#### [Estratto del documento]
▼

Le loro domande, le richieste, si fanno più pressanti. “Quando potremo tornare a giocare con i nostri amici?”. L'interrogativo della bimba di Torino è quello di tutti. Abbiamo chiesto a Rita Sciorato, psicologa e psicoterapeuta e direttore didattico della Scuola di Psicoterapia Psicoanalitica di Genova, come supportare i nostri figli.
I giorni in casa aumentano. Come possiamo raccontare questa reclusione forzata ai nostri figli?
Ovviamente vanno definite delle fasce di età, con le quali non è possibile utilizzare le stesse modalità. Possiamo tracciarne almeno quattro: l'età prescolare, l'età delle elementari, l'età della pubertà e della preadolescenza e quella dell'adolescenza. Comprensione e consapevolezza cambiano, e noi adulti dobbiamo adeguarci.
Partiamo dai bambini delle elementari.

▲

#### [Dati estratti]
▼

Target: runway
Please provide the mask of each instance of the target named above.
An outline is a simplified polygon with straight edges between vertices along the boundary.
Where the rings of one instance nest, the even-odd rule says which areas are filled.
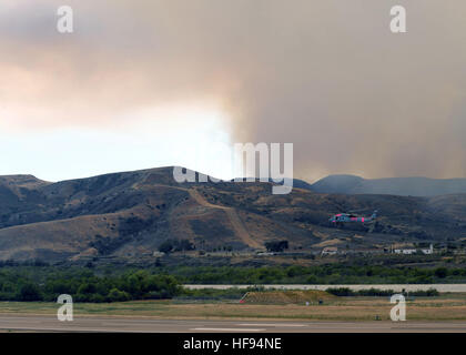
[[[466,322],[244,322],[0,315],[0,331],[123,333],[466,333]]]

▲
▼

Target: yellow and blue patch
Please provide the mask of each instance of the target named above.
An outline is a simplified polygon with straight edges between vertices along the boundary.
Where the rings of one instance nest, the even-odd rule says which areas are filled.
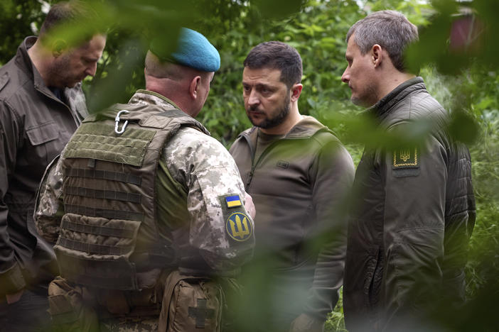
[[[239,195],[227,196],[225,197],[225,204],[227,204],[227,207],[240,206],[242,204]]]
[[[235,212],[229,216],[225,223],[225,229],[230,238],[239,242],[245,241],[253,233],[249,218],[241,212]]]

▲
▼

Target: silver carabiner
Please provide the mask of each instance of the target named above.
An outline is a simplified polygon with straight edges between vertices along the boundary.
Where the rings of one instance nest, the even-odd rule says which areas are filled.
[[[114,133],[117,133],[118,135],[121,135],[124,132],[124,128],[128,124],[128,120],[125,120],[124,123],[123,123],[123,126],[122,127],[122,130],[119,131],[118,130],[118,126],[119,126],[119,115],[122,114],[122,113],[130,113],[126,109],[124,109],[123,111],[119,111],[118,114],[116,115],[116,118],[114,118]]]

▲

#### [Consegne da svolgere]
• 1. Secondo l'estratto del documento, di quale scuola Rita Sciorato è direttore didattico?
• 2. Aggiorna l'estratto del documento: riscrivilo partendo dalle parole "I giorni in" e fermandoti dopo "adulti dobbiamo adeguarci.", con "strategie" al posto di "modalità".

#### [Soluzioni qui sotto]
• 1. Della Scuola di Psicoterapia Psicoanalitica di Genova.

• 2.
I giorni in casa aumentano. Come possiamo raccontare questa reclusione forzata ai nostri figli?
Ovviamente vanno definite delle fasce di età, con le quali non è possibile utilizzare le stesse strategie. Possiamo tracciarne almeno quattro: l'età prescolare, l'età delle elementari, l'età della pubertà e della preadolescenza e quella dell'adolescenza. Comprensione e consapevolezza cambiano, e noi adulti dobbiamo adeguarci.